What needs to be done: Could you format all of the rows below as a JSON list of strings, one string per line, with blank lines left out?

Record extracts:
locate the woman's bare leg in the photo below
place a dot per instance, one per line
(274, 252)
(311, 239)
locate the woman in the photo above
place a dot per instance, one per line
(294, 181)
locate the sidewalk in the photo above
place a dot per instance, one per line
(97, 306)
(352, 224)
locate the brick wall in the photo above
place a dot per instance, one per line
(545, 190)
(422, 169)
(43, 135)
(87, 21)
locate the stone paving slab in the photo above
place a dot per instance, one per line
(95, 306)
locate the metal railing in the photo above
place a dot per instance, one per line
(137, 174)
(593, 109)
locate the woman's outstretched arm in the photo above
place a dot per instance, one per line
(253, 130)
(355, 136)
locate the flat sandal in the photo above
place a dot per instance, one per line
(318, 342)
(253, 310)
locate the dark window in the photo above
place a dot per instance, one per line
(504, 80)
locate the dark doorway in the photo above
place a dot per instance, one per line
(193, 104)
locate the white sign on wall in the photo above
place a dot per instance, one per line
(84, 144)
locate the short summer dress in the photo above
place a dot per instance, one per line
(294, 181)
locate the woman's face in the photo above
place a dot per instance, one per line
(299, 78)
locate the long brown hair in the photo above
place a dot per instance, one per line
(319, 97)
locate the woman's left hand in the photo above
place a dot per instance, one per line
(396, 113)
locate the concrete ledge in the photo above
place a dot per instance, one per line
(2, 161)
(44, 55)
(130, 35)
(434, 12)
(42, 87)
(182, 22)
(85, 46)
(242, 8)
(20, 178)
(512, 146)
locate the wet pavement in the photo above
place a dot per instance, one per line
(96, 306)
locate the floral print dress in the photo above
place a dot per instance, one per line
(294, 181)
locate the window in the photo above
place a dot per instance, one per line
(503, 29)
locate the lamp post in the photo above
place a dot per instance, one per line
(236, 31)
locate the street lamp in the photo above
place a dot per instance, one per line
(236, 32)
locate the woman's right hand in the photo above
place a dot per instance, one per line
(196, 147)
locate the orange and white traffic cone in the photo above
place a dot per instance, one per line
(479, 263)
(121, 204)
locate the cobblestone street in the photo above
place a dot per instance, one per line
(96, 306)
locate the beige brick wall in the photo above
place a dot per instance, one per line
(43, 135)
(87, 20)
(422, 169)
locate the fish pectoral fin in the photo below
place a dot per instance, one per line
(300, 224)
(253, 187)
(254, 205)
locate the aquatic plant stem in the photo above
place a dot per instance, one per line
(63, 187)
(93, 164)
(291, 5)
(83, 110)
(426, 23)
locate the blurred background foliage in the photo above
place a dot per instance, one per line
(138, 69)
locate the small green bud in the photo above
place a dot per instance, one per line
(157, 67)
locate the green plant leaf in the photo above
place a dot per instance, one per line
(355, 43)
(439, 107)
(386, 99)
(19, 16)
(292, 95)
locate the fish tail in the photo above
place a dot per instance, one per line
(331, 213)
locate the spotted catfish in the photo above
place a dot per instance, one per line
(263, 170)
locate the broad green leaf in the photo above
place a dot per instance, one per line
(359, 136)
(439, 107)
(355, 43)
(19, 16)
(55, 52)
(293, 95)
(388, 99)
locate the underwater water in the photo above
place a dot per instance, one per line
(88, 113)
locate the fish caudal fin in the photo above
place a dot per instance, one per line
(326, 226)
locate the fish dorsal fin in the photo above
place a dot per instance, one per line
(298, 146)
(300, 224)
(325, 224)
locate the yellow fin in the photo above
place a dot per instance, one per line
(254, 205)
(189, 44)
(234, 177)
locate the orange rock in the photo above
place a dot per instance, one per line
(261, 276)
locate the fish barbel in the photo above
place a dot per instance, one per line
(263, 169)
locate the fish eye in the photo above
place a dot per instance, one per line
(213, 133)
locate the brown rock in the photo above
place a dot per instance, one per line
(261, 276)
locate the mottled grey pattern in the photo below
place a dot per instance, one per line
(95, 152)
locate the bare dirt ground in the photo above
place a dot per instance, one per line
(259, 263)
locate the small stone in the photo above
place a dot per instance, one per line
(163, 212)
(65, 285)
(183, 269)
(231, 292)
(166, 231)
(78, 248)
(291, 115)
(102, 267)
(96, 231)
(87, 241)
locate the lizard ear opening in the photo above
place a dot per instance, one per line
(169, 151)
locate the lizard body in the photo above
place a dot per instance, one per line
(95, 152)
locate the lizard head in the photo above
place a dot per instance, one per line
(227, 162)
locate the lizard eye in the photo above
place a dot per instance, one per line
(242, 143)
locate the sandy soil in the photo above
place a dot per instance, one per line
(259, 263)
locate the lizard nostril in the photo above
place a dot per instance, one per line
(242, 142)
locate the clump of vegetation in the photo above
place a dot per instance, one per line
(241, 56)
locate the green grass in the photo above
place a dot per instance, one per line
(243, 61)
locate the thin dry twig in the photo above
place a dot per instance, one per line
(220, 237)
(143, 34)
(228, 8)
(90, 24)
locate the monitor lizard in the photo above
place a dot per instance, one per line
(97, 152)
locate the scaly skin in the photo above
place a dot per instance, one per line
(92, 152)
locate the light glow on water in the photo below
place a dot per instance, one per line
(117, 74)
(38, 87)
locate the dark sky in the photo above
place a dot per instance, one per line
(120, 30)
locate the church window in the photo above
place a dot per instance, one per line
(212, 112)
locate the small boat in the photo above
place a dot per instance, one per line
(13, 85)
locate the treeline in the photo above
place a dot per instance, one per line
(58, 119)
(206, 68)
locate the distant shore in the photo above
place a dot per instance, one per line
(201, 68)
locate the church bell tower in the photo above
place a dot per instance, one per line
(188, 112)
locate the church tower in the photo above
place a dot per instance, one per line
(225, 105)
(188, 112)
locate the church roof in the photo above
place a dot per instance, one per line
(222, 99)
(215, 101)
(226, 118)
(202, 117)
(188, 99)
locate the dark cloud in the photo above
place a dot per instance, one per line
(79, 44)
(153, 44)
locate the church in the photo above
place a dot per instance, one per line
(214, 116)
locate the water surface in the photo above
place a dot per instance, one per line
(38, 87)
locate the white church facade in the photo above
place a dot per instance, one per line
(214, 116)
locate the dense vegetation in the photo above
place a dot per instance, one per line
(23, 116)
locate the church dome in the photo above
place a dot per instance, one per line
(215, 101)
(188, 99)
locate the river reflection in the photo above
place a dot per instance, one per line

Answer below:
[
  "locate the woman's bare leg in the photo below",
  "place a dot per instance, one per line",
  "(274, 252)",
  "(311, 239)",
  "locate the woman in the photo above",
  "place a dot per instance, one per line",
  "(294, 181)",
  "locate the sidewalk in the photo above",
  "place a dot per instance, one per line",
  "(97, 306)",
  "(352, 224)",
  "locate the brick wall in the photo above",
  "place a dot per instance, one per line",
  "(545, 190)",
  "(422, 169)",
  "(43, 135)",
  "(87, 21)",
  "locate the stone paving slab in the photo above",
  "place a dot per instance, one per line",
  "(95, 306)",
  "locate the metal railing in the photo above",
  "place a dot per instance, one per line",
  "(137, 174)",
  "(593, 109)",
  "locate the woman's outstretched arm in the photo above",
  "place a dot per instance, one per line",
  "(253, 130)",
  "(355, 136)",
  "locate the flat sandal in the photo above",
  "place a dot per instance, one per line",
  "(318, 342)",
  "(253, 310)",
  "locate the dark window in the photo above",
  "place a dot per instance, one per line",
  "(504, 80)",
  "locate the dark doorway in the photo above",
  "place a dot per instance, one per line",
  "(193, 104)",
  "locate the white sign on wall in the photo above",
  "place a dot per instance, one per line",
  "(84, 144)",
  "locate the short summer dress in the photo above",
  "place a dot per instance, one per line",
  "(294, 181)",
  "locate the woman's face in the photo above",
  "place a dot per instance, one per line",
  "(299, 78)",
  "locate the long brown hair in the photo above",
  "place a dot per instance, one per line",
  "(319, 97)",
  "locate the woman's left hand in the photo above",
  "place a dot per instance, one per line",
  "(396, 113)",
  "locate the concrete ledge in the photo above",
  "place a dot per instance, one per line",
  "(2, 161)",
  "(44, 55)",
  "(130, 35)",
  "(434, 12)",
  "(42, 87)",
  "(182, 22)",
  "(85, 46)",
  "(242, 8)",
  "(20, 178)",
  "(512, 146)",
  "locate the wet pavement in the photo above",
  "place a dot per instance, one per line",
  "(96, 306)",
  "locate the floral print dress in the photo above",
  "place a dot per instance, one per line",
  "(294, 181)",
  "locate the window in the photo above",
  "place a dot per instance, one per line",
  "(503, 29)",
  "locate the lamp post in the photo above",
  "place a dot per instance, one per line",
  "(236, 31)",
  "locate the street lamp in the photo above",
  "place a dot per instance, one per line",
  "(236, 32)",
  "locate the woman's right hand in the photo above",
  "place a dot per instance, one per line",
  "(196, 147)",
  "locate the orange and white traffic cone in the photo above",
  "place a dot per instance, one per line",
  "(479, 263)",
  "(121, 204)",
  "locate the cobblestone street in the photo above",
  "place a dot per instance, one per line",
  "(96, 306)",
  "locate the beige brick wall in the photo above",
  "place a dot per instance, one per line",
  "(43, 135)",
  "(87, 20)",
  "(422, 169)",
  "locate the fish pectoral fin in the photo below",
  "place a dot per instance, one per line",
  "(300, 224)",
  "(253, 187)",
  "(254, 205)",
  "locate the aquatic plant stem in the photo above",
  "place a dot per instance, one per line",
  "(63, 187)",
  "(93, 164)",
  "(291, 5)",
  "(83, 110)",
  "(426, 23)",
  "locate the blurred background foliage in the photo above",
  "place a dot per instance, one per line",
  "(138, 69)",
  "locate the small green bud in the photo above",
  "place a dot per instance, one per line",
  "(157, 67)",
  "locate the green plant leaf in the photo above",
  "place a dot per instance, one per line",
  "(355, 43)",
  "(439, 107)",
  "(386, 99)",
  "(19, 16)",
  "(292, 95)",
  "locate the fish tail in the photo above",
  "place a dot per instance, one per line",
  "(331, 213)",
  "locate the spotted catfish in the photo above",
  "place a dot per instance, one per line",
  "(263, 170)",
  "locate the broad green leaf in the photo above",
  "place a dot per instance, one per line",
  "(359, 136)",
  "(439, 107)",
  "(355, 43)",
  "(19, 16)",
  "(55, 52)",
  "(293, 95)",
  "(388, 99)",
  "locate the underwater water in the photo above",
  "place a dot per instance, one per line",
  "(88, 113)",
  "locate the fish caudal fin in the photo above",
  "place a dot per instance, one per line",
  "(326, 226)",
  "locate the fish dorsal fin in the photo above",
  "place a dot per instance, one per line",
  "(298, 146)",
  "(300, 224)",
  "(325, 224)",
  "locate the yellow fin in the photo above",
  "place a dot per instance, one per line",
  "(254, 205)",
  "(189, 44)",
  "(234, 177)",
  "locate the orange rock in the photo above",
  "place a dot per instance, one per line",
  "(261, 276)",
  "locate the fish barbel in the photo above",
  "place a dot per instance, one per line",
  "(263, 169)",
  "locate the fish eye in the photo above",
  "place a dot per instance, one per line",
  "(213, 133)",
  "locate the brown rock in the photo above",
  "place a dot per instance, one per line",
  "(261, 276)",
  "locate the mottled grey pattern in the photo below",
  "place a dot per instance, one per line",
  "(95, 152)",
  "locate the bare dirt ground in the photo above",
  "place a dot per instance, one per line",
  "(259, 263)",
  "locate the small stone in the photo above",
  "place a dot per instance, one per line",
  "(163, 212)",
  "(65, 285)",
  "(183, 269)",
  "(231, 292)",
  "(166, 231)",
  "(78, 248)",
  "(291, 115)",
  "(102, 267)",
  "(96, 231)",
  "(87, 241)",
  "locate the lizard ear opening in the photo above",
  "place a dot per instance, one per line",
  "(169, 151)",
  "locate the lizard body in the photo above",
  "place a dot per instance, one per line",
  "(95, 152)",
  "locate the lizard head in the photo above",
  "place a dot per instance, one per line",
  "(227, 162)",
  "locate the lizard eye in the photo above",
  "place a dot per instance, one per line",
  "(242, 143)",
  "locate the sandy soil in the photo above",
  "place a dot per instance, one per line",
  "(259, 263)",
  "locate the lizard nostril in the photo above",
  "place a dot per instance, one per line",
  "(242, 142)",
  "locate the clump of vegetation in the photo above",
  "place a dot per instance, one per line",
  "(241, 56)",
  "locate the green grass in the photo above",
  "place a dot per instance, one per line",
  "(243, 61)",
  "locate the thin dry twig in the photo above",
  "place a dot per instance, one per line",
  "(220, 237)",
  "(143, 34)",
  "(228, 8)",
  "(90, 24)",
  "locate the monitor lizard in the photo above",
  "place a dot per instance, one per line",
  "(97, 152)",
  "locate the scaly skin in the photo above",
  "place a dot per instance, one per line",
  "(92, 152)",
  "locate the light glow on water in the photo below",
  "place a dot per instance, one per line",
  "(117, 74)",
  "(38, 87)",
  "locate the dark sky in the photo above",
  "place a dot per instance, one per line",
  "(120, 30)",
  "locate the church window in the photo above",
  "place a dot per instance, one per line",
  "(212, 112)",
  "locate the small boat in the photo above",
  "place a dot per instance, one per line",
  "(13, 85)",
  "locate the treeline in the photo above",
  "place a dot per instance, one per line",
  "(58, 119)",
  "(206, 68)",
  "locate the distant shore in the photo above",
  "place a dot per instance, one per line",
  "(201, 68)",
  "locate the church bell tower in the photo above",
  "place a dot per instance, one per line",
  "(188, 112)",
  "locate the church tower in the photo above",
  "place a dot per instance, one per line",
  "(225, 105)",
  "(188, 112)",
  "locate the church roof in the photo above",
  "place a dot per instance, one per line",
  "(222, 99)",
  "(215, 101)",
  "(226, 118)",
  "(202, 117)",
  "(188, 99)",
  "locate the dark cloud in the photo above",
  "place a dot per instance, one per line",
  "(79, 44)",
  "(153, 44)",
  "locate the church in the photo above",
  "place a dot per instance, one per line",
  "(214, 116)",
  "locate the water surface in the photo above",
  "place a dot per instance, one per line",
  "(38, 87)",
  "locate the white church facade in the photo above",
  "place a dot per instance, one per line",
  "(214, 116)",
  "locate the dense vegetation in the photo above",
  "place a dot per instance, one per line",
  "(23, 116)",
  "locate the church dome in the photo above",
  "place a dot per instance, one per line",
  "(215, 101)",
  "(188, 99)",
  "locate the river reflection in the photo above",
  "place a dot per instance, one per line"
]